## EXERCISE INSTRUCTIONS:
A faithful copy is required. Print each line of the data exactly and omit the pictures.

--

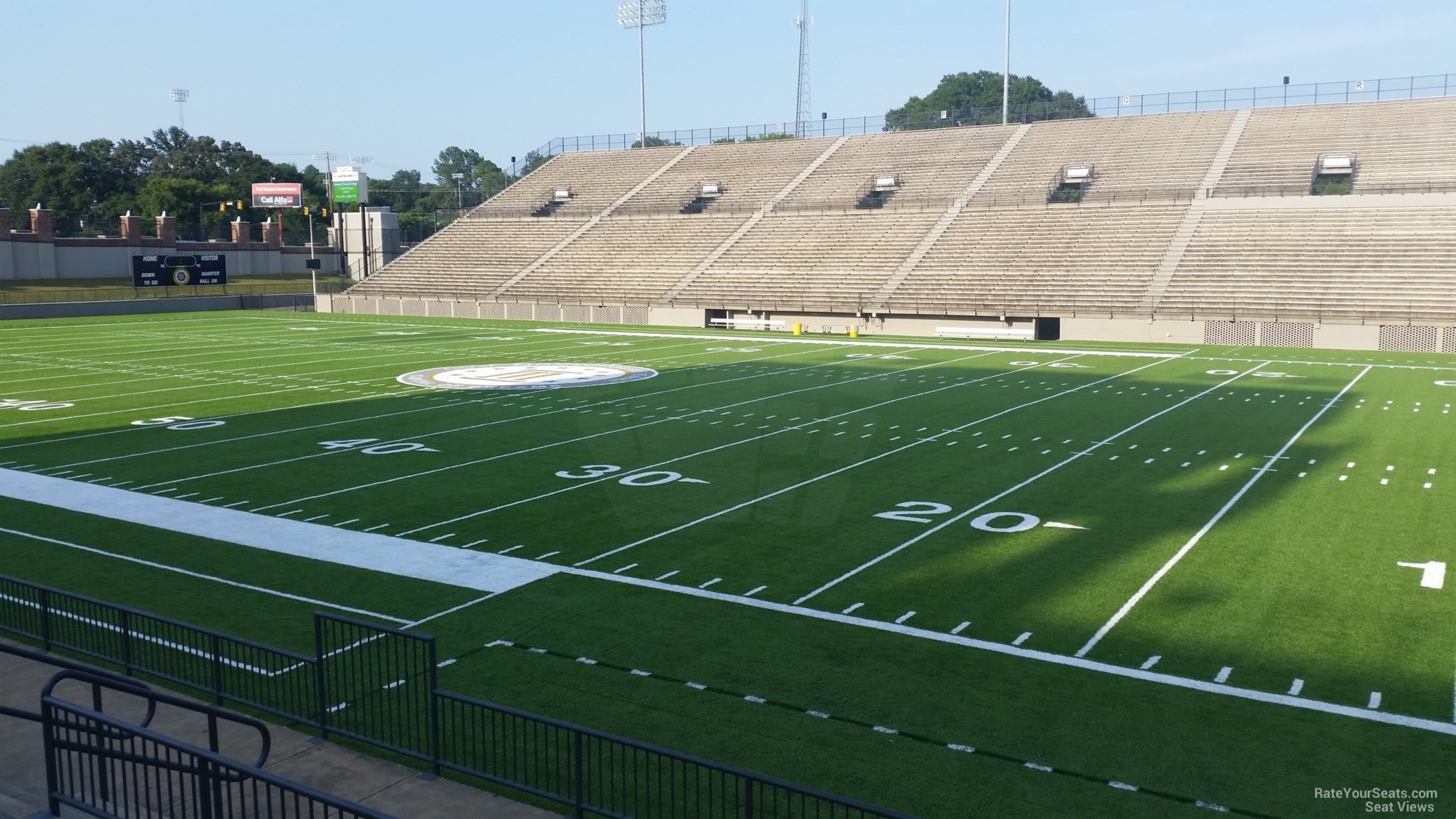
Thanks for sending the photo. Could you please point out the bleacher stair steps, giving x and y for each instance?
(723, 248)
(906, 267)
(591, 223)
(1190, 223)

--

## EXERCISE OUTPUT:
Thanks for sending the photo. Could you please point out the bleacher stair steps, giving x and y for each instance?
(723, 248)
(906, 267)
(591, 223)
(1190, 223)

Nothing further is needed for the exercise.